Goal - Can you write out the part of the Indiana–Iowa football passage below, word for word, from "But wait! On" to "many, many positives."?

Selected text -
-- BEGIN --

After a little pre-game schmoozing in the Hoosier 100 limestone grotto deep beneath (and close to the bowels of) Memorial Stadium, where we had free hot chocolate and cookies and chatted briefly with silver-haired comrades, and with the legendary Anthony Thompson (who still looks in fighting trim, and to whom we extended gratitude for some splendid IU football memories). Then we high-stepped our way to our seats and settled in for our punishment.
But wait! On this strange, strange day, Indiana played football as well as I've seen them play it in a long time. The result (a 31-28 Indiana victory) was no fluke. Iowa is a top-tier Big Ten program. And this was not the usual IU collection of fools, mutants, thalidomide babies, and circus freaks flopping around pathetically on-field. While Indiana made some of its usual mistakes, Iowa made about as many, and from Indiana's viewpoint, there are many, many positives.

-- END --

Source data -

-- BEGIN --

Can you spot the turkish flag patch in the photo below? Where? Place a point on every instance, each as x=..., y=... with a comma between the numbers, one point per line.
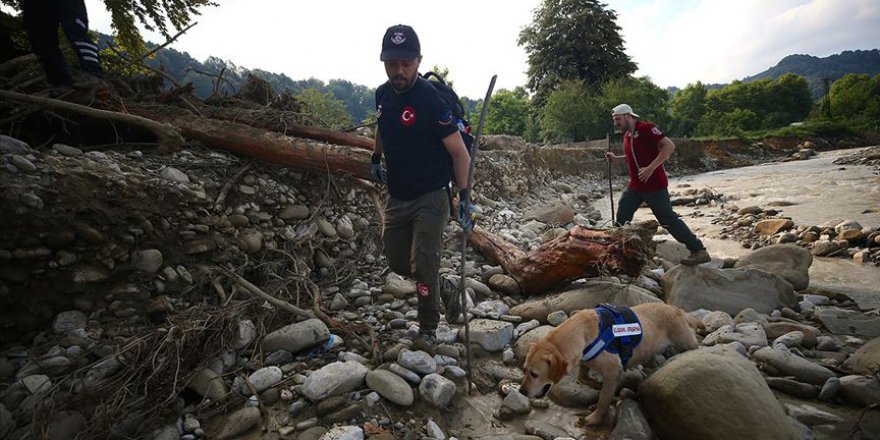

-- END --

Response -
But wait! On this strange, strange day, Indiana played football as well as I've seen them play it in a long time. The result (a 31-28 Indiana victory) was no fluke. Iowa is a top-tier Big Ten program. And this was not the usual IU collection of fools, mutants, thalidomide babies, and circus freaks flopping around pathetically on-field. While Indiana made some of its usual mistakes, Iowa made about as many, and from Indiana's viewpoint, there are many, many positives.